Passage to read -
+ Reply to Thread
Results 1 to 2 of 2

Getting runtime error on reading html code

Hybrid View

  1. #1
    Forum Contributor
    Join Date
    01-18-2013
    Location
    Prague, Czech rep.
    MS-Off Ver
    Excel 2003 - 2016
    Posts
    138

    Getting runtime error on reading html code

    Hi guys,

    so I had this code to search the source code of websites for relevant information, then I upgraded to w10 + office16 and BANG its not working, spent half of the day to find the reason and solution but failed. So here I´m, hopeless and tired. any ideas what Microsoft F*ed up again? and most importantly, how to fix it?

    here is the code:

    Sub Harvest()
    
    Dim InternetWindow As InternetExplorerMedium
    Dim HTML_Code As String
    Dim Start_of_Code As Long
    Dim End_of_Code As Long
    Dim The_URL As String
    Dim Main_Web As String
    Dim Sub_Web() As Variant
    Dim Cap As Long
    Dim Street_Name As String
    Dim Row_No As Long
    
    Set InternetWindow = Nothing
    
    ReDim Sub_Web(O To 99999)
    Debug.Print Time
    
    Application.ScreenUpdating = False
    Set InternetWindow = New InternetExplorerMedium
    'GetObject ("new:{D5E8041D-920F-45e9-B8FB-B1DEB82C6E5E}")
    'Set InternetWindow = New InternetExplorer
    'CreateObject("InternetExplorer.Application")
    
    j = 1
    
    For i = 1 To 1
        If i = 1 Then
            Main_Web = "http://www.praha.cz/mestske-casti-praha?q=%2Fmestske-casti-praha"
        Else
            Main_Web = "http://www.praha.cz/mestske-casti-praha/strana-" & i & "?q=%2Fmestske-casti-praha"
        End If
            'InternetWindow.Visible = True
        InternetWindow.navigate (Main_Web)
        
        Do
        DoEvents
        
        Loop Until InternetWindow.ReadyState = READYSTATE_COMPLETE
        
        HTML_Code = InternetWindow.Document.Body.InnerHTML
        
        Do
        DoEvents
        
        Start_of_Code = InStr(HTML_Code, "Část obce Praha - ")
        If Start_of_Code > 0 Then
            The_URL = Mid(HTML_Code, Start_of_Code + 18, Len(HTML_Code))
            HTML_Code = The_URL
            The_URL = "http://www.praha.cz/mestske-casti-praha/cast-obce-praha-" & Mid(The_URL, 1, InStr(The_URL, "</a>"))
            Sub_Web(j) = The_URL
            HTML_Code = Mid(The_URL, InStr(The_URL, "</a>"), Len(The_URL))

Stated goal 1 - Please reproduce the stretch of the forum thread from "For i = 1 To" through "InternetWindow.navigate (Main_Web)" word for word.

Dataset records
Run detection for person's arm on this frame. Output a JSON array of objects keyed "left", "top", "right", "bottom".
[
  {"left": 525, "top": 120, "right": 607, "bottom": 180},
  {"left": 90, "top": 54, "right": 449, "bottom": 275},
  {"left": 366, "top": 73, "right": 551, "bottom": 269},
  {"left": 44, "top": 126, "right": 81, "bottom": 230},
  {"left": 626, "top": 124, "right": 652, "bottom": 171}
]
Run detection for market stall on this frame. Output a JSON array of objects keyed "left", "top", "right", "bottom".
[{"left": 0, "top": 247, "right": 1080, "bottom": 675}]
==
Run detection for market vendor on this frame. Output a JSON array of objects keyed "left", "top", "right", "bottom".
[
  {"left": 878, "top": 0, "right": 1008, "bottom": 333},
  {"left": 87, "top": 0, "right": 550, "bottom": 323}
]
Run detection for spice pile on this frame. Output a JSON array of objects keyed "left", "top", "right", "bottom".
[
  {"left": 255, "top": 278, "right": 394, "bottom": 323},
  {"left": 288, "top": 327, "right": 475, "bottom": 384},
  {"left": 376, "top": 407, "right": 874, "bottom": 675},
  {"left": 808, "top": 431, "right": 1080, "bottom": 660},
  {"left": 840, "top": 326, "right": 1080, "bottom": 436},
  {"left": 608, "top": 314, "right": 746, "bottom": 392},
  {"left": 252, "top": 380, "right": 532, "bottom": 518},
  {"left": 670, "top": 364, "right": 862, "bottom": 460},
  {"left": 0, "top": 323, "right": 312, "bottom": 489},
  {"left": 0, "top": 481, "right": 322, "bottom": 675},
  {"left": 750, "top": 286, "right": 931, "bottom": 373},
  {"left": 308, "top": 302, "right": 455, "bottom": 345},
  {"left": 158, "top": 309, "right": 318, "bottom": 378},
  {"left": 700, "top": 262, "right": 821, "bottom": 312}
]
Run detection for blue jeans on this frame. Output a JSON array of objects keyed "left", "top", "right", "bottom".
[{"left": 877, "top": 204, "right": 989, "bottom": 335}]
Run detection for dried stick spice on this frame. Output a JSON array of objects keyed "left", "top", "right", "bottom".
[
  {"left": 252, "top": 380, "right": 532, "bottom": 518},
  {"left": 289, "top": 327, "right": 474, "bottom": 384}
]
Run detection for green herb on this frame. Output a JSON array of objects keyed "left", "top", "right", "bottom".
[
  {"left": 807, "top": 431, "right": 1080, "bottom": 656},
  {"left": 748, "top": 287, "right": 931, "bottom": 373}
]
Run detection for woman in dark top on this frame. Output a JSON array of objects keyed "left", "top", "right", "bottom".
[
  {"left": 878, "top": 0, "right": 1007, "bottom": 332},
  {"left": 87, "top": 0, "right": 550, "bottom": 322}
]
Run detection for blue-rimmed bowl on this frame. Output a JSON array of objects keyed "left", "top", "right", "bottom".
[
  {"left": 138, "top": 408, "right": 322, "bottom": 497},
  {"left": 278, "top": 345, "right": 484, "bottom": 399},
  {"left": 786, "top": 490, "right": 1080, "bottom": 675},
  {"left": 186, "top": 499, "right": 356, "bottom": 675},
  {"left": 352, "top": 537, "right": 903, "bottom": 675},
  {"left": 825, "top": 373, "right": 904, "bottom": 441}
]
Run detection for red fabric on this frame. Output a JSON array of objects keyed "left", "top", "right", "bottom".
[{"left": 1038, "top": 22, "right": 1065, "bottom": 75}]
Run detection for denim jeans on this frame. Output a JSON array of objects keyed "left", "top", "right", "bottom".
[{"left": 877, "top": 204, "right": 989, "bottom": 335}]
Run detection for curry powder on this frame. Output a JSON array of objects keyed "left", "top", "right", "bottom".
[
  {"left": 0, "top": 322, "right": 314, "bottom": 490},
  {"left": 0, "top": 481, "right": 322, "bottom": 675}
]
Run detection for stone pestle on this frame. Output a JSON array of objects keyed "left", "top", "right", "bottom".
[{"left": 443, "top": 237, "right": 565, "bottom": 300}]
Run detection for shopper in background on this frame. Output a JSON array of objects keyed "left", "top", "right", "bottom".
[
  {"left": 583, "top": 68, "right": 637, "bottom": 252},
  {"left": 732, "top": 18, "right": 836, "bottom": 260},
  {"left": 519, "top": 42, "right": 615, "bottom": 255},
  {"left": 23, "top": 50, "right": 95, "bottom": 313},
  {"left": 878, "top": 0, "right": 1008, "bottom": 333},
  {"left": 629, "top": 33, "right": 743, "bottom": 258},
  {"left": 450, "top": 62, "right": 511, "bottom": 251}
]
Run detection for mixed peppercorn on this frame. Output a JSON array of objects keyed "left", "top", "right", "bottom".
---
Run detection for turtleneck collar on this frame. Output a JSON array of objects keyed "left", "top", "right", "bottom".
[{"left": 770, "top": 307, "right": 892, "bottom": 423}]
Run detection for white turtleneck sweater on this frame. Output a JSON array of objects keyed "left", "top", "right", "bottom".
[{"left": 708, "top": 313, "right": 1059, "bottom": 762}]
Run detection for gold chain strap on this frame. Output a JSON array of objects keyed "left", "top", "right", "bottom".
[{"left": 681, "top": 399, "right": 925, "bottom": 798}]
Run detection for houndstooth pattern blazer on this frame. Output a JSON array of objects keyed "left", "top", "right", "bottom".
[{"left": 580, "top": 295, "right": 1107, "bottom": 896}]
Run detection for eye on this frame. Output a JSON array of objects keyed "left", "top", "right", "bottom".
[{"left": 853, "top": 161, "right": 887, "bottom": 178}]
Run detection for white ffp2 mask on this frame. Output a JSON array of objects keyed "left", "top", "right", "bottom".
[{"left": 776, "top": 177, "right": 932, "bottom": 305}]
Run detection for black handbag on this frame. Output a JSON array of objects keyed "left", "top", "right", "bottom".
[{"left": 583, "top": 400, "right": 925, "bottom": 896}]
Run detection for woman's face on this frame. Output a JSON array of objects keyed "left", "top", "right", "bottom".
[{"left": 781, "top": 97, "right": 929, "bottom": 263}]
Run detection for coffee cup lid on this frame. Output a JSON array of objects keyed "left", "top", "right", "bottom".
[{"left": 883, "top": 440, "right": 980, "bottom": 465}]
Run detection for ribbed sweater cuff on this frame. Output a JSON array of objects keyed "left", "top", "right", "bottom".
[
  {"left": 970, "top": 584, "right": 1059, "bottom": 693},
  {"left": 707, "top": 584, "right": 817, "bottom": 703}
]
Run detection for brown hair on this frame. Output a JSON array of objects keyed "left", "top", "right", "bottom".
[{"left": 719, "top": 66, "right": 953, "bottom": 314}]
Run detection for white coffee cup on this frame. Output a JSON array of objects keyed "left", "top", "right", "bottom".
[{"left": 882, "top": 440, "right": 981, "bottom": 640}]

Stated goal 2 - Report each line in the listing above that contains the string "coffee".

Complete output 1 -
For i = 1 To 1
        If i = 1 Then
            Main_Web = "http://www.praha.cz/mestske-casti-praha?q=%2Fmestske-casti-praha"
        Else
            Main_Web = "http://www.praha.cz/mestske-casti-praha/strana-" & i & "?q=%2Fmestske-casti-praha"
        End If
            'InternetWindow.Visible = True
        InternetWindow.navigate (Main_Web)

Complete output 2 -
Run detection for coffee cup lid on this frame. Output a JSON array of objects keyed "left", "top", "right", "bottom".
Run detection for white coffee cup on this frame. Output a JSON array of objects keyed "left", "top", "right", "bottom".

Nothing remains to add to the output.